(INSTRUCTIONS TO FOLLOW) Without leaving out a single line, restate the entries below exactly.

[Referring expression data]
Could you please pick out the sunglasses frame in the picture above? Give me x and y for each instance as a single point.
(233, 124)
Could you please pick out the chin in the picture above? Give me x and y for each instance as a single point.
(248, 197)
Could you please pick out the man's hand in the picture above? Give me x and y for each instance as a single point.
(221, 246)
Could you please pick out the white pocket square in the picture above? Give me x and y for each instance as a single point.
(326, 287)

(WRITTEN REPLY)
Could you please pick out the sunglasses frame in the picture above? Give me x and y for each instance as a single point.
(233, 124)
Could you please pick out the chin in the picture above? Give me x and y for each instance as a single point.
(248, 197)
Could you please pick out the man's hand in the picture above? Give me x and y for each instance as a single point.
(221, 246)
Could you please pick out the white pocket square in the picture above? Give me x and y for each instance as a single point.
(326, 287)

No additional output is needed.